- **Consignes**
**A.** Reproduisez à l'identique, dans le texte sur les tropis, le passage qui va de "a) le problème" jusqu'à "mais aussi religieuses).".
**B.** Rédigez la suite du texte sur les tropis en partant de sa dernière phrase.

- **Texte extrait**

Le procès est ajourné et l'affaire est transférée au Parlement britannique qui décide finalement d'accueillir les tropis dans la famille humaine "car les tropis ont des tabous".

Lors d'un second procès, Templemore est acquitté au nom de la "non rétroactivité" de la loi (au moment où il a tué son fils, le législateur n'avait pas encore décidé si les tropis étaient des hommes ou non et on ne peut être condamné pour un délit qui n'est pas prévu par la loi)

Les tropis sont placés sous un statut spécial de protection, sous le contrôle de l'ONU.

Le livre pose, sous la forme d'un conte philosophique, à la manière de Voltaire ou de Swift, deux sortes de probèmes :

a) le problème de l'évolution : l'expédition, dirigée par Kreps a pour but de retrouver le crâne et le squelette d'un anthropoïde dont Kreps a découvert la mandibule et trois dents ; cette découverte pourrait conduire à celui du fameux "chaînon manquant" : l'homme "descend-il" directement des primates ou a-t-il un ancêtre commun avec les primates ? Cette deuxième hypothèse semble avoir les faveurs de Sybil (pour des raisons strictement scientifiques), ainsi que du Père Dillingham (pour des raisons scientifiques, mais aussi religieuses).

Annotations spatiales
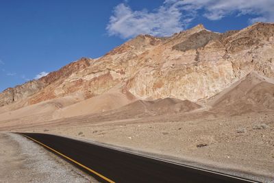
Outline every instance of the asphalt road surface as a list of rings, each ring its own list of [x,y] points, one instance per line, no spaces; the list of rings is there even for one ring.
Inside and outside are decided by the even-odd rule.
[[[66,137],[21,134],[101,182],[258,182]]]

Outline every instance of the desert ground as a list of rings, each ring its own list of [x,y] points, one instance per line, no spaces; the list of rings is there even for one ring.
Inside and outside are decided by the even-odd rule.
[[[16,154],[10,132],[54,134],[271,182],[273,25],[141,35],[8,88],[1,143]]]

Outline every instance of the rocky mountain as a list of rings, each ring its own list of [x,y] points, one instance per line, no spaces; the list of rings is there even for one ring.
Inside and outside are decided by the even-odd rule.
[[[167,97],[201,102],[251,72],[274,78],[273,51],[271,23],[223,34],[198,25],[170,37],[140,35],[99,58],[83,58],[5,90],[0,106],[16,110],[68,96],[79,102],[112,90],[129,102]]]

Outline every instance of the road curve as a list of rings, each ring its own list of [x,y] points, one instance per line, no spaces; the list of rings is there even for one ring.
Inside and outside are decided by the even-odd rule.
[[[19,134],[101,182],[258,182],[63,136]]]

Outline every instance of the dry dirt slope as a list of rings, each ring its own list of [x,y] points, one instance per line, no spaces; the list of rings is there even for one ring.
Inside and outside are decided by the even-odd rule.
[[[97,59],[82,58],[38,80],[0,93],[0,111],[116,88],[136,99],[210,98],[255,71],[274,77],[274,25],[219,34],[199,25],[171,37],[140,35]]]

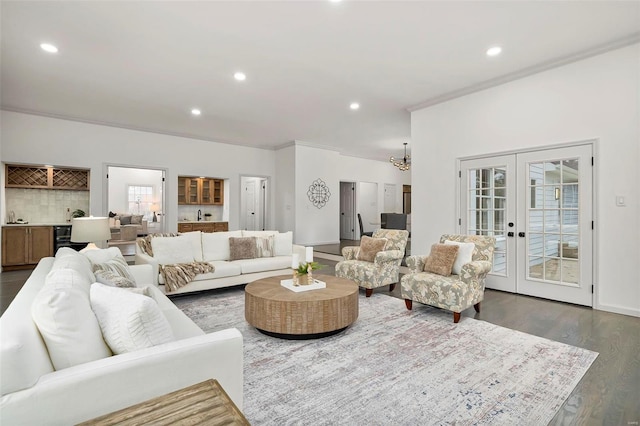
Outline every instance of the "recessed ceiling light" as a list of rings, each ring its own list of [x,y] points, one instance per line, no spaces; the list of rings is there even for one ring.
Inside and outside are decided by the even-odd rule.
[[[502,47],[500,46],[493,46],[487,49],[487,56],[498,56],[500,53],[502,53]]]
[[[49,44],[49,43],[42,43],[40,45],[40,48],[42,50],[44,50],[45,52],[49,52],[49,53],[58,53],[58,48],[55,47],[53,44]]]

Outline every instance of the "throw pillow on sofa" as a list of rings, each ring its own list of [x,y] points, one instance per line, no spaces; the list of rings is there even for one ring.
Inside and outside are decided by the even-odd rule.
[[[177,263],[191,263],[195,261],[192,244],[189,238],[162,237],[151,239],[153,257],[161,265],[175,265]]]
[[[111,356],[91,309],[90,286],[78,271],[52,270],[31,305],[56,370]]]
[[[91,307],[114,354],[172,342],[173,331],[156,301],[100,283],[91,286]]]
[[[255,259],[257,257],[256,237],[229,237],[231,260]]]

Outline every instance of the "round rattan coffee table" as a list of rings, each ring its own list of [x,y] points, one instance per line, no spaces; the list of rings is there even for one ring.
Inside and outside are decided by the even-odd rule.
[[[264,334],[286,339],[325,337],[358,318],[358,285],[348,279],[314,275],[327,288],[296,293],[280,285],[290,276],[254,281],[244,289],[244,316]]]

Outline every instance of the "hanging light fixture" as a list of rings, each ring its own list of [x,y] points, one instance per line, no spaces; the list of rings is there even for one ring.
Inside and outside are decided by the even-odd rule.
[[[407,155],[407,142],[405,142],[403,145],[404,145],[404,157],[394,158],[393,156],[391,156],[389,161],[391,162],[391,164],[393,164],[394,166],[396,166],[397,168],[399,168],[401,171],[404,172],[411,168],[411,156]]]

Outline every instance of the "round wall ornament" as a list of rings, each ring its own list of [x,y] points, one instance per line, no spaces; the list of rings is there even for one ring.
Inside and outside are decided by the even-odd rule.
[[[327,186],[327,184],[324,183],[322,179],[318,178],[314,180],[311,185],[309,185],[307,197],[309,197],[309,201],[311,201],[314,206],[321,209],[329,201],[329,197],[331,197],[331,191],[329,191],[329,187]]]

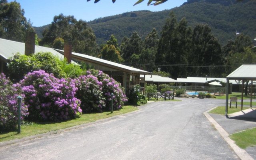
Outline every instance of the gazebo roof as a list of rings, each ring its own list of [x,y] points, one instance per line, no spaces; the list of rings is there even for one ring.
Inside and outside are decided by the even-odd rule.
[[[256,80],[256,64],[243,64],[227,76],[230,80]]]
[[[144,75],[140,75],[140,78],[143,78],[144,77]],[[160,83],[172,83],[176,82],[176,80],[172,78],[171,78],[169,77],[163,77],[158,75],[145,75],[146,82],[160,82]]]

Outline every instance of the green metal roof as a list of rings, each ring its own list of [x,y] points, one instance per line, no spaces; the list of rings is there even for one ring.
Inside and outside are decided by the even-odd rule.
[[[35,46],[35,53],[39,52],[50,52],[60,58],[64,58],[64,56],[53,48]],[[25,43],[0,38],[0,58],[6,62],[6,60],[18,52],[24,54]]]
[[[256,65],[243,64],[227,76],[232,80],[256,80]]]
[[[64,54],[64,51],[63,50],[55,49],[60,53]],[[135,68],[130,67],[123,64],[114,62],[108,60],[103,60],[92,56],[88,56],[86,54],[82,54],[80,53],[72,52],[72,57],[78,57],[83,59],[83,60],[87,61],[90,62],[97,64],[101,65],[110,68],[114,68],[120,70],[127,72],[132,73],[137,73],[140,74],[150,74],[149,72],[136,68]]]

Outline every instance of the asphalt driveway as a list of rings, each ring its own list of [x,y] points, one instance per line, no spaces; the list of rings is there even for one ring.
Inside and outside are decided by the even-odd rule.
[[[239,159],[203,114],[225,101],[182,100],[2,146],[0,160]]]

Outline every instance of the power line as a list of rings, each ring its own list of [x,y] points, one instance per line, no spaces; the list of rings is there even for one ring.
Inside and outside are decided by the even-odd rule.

- **Réponses par consigne**
**A.**
a) le problème de l'évolution : l'expédition, dirigée par Kreps a pour but de retrouver le crâne et le squelette d'un anthropoïde dont Kreps a découvert la mandibule et trois dents ; cette découverte pourrait conduire à celui du fameux "chaînon manquant" : l'homme "descend-il" directement des primates ou a-t-il un ancêtre commun avec les primates ? Cette deuxième hypothèse semble avoir les faveurs de Sybil (pour des raisons strictement scientifiques), ainsi que du Père Dillingham (pour des raisons scientifiques, mais aussi religieuses).

**B.**
Le Père Dillingham est un scientifique de valeur ; parfois malmené, mais jamais caricaturé. C'est un partisan de l'orthogénèse, autrement dit du "dessein intelligent". Pour le Père Dillingham (Pop) l'évolution a un but, une direction. "Il pense (c'est Sybil qui parle) que les mutations ne se font pas au hasard, par sélection naturelle, mais qu'elles obéissent à une volonté de perfectionnement... Oh ! zut, dit-elle devant cette incompréhension persistante (de Doug). Il pense qu'il y a un plan et un architecte et que le Bon Dieu sait d'avance ce qu'il veut ! résuma-t-elle (p. 34).

Sybil estime, de son côté, que la sélection naturel a un rôle majeur, mais qu'elle n'est pas le seul facteur : "l'évolution est le produit de facteurs complexes, internes et externes, - de toutes sortes d'interactions. Je pense qu'on ne pourra jamais ramener l'évolution à un seul facteur (...) ; "les facteurs externes sont le climat, la nourriture, les autres animaux, la sélection, c'est que subsistent et prospèrent les formes les plus adaptables à ces facteurs, tandis que les moins adaptables disparaissent, les facteurs internes sont les forces de transformation, issues d'une sorte de volonté diffuse de l'espèce de se corriger peu à peu, de se rapprocher d'un prototype".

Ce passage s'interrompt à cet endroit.